PROBLEM TO WORK ON:
Reproduce every line of the entries below, substituting "positions" for each occurrence of "coordinates" and keeping all other text unchanged. Leave the pictures out of your answer.

==*==

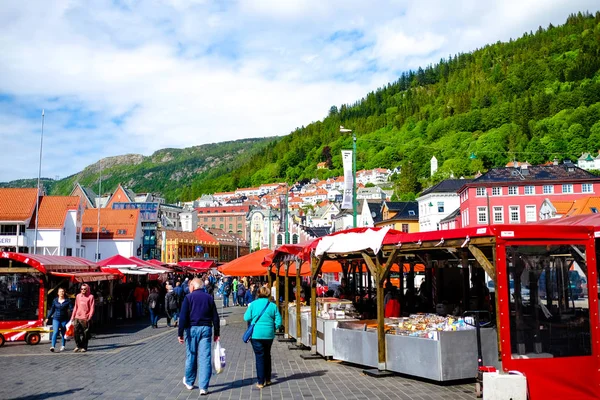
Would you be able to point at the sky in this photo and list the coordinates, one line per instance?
(125, 76)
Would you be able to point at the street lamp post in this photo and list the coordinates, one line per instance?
(345, 130)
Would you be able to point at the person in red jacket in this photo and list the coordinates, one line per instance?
(81, 317)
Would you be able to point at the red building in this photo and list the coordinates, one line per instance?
(514, 195)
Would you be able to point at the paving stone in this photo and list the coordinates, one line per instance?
(133, 361)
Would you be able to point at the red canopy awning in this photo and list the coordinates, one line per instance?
(118, 261)
(45, 264)
(89, 276)
(248, 265)
(196, 266)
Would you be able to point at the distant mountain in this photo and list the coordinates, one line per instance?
(171, 172)
(532, 99)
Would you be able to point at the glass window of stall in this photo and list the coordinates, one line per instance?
(19, 297)
(549, 311)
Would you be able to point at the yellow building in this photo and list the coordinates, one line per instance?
(401, 215)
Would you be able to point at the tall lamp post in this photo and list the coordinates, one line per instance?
(37, 198)
(345, 130)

==*==

EXPECTED ANSWER:
Would you be able to point at the sky in this photo and list the positions, one line per instance?
(125, 76)
Would you be able to point at the street lamp post in this photo and list the positions, one line per instance?
(345, 130)
Would you be able to point at the person in red jacket in this photo and list the positions, one line per instance?
(81, 317)
Would you be able to point at the red building in this photo and list the positions, one line per instance?
(514, 195)
Would you be able to point at the paving stone in this photo and list the positions, one line per instance?
(133, 361)
Would you be able to point at the red canopy awning in this photo and list the positions, one line per instance?
(118, 261)
(45, 264)
(89, 276)
(248, 265)
(196, 266)
Would you be able to point at the distant mountain in this photo and list the positions, one line per instance?
(171, 172)
(532, 99)
Would you be able to point at the glass window of stall in this photo and list the positions, one line per instance?
(19, 297)
(549, 311)
Would you be able to point at the yellow building in this photo and list the positions, one line per instance?
(401, 215)
Would you be able to point at the tall lamp post in this photo and list the positions, one line per instance?
(37, 198)
(345, 130)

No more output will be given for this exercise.